### Extracted records
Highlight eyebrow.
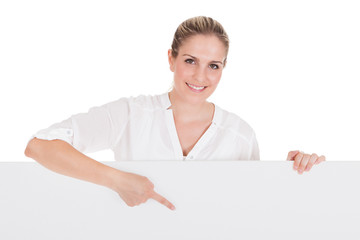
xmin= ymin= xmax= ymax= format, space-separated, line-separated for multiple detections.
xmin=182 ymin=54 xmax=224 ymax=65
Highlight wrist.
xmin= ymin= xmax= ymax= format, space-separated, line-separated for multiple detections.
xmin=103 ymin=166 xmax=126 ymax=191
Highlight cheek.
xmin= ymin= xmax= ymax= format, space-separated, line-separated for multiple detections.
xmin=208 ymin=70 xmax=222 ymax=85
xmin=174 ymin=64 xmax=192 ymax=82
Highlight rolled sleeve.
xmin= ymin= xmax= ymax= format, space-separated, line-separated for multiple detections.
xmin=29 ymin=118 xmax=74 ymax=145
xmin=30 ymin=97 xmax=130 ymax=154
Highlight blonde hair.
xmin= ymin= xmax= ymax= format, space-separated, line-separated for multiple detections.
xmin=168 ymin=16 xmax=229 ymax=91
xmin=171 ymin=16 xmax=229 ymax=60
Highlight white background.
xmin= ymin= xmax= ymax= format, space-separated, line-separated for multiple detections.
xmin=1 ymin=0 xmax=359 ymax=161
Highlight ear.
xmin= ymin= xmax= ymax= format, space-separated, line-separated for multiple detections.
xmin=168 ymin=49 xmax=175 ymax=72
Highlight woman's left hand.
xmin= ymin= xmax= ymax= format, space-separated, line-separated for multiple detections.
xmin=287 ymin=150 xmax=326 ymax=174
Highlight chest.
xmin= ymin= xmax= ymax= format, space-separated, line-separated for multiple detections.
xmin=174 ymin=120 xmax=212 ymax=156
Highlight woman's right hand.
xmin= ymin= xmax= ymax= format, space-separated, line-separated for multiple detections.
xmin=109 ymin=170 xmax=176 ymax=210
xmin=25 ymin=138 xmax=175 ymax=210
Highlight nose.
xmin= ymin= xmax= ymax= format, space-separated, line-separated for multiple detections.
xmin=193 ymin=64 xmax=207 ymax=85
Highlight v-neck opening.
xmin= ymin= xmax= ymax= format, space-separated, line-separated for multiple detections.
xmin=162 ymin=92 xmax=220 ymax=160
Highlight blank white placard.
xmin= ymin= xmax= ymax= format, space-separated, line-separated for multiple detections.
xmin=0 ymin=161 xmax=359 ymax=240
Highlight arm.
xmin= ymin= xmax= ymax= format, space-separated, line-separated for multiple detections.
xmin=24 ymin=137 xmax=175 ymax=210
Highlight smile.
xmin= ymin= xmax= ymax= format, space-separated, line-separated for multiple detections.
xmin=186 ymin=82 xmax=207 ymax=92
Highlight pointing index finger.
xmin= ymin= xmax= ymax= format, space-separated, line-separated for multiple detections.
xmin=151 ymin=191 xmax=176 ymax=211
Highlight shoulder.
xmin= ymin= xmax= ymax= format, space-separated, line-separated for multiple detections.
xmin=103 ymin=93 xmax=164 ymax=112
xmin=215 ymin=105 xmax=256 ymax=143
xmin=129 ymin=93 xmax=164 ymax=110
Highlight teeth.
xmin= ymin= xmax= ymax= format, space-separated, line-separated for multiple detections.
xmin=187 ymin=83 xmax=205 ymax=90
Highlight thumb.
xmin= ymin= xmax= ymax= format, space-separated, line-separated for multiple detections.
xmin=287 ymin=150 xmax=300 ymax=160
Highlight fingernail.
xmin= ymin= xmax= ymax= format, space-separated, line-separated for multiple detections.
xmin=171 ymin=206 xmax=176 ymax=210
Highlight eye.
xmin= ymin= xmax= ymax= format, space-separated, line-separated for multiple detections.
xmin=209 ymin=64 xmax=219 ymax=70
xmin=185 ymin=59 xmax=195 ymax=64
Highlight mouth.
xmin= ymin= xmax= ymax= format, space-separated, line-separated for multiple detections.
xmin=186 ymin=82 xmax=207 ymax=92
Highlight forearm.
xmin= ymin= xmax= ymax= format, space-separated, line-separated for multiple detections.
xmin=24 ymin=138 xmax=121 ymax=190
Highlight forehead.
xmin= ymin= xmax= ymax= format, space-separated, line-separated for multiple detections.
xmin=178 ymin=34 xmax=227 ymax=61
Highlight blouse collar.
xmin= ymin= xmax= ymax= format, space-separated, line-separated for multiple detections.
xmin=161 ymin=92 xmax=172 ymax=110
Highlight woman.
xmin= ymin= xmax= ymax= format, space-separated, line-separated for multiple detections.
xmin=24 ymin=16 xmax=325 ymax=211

### Problem
Go through the lines above and count those with the string "white". Reply with the count and nothing more.

### Written reply
2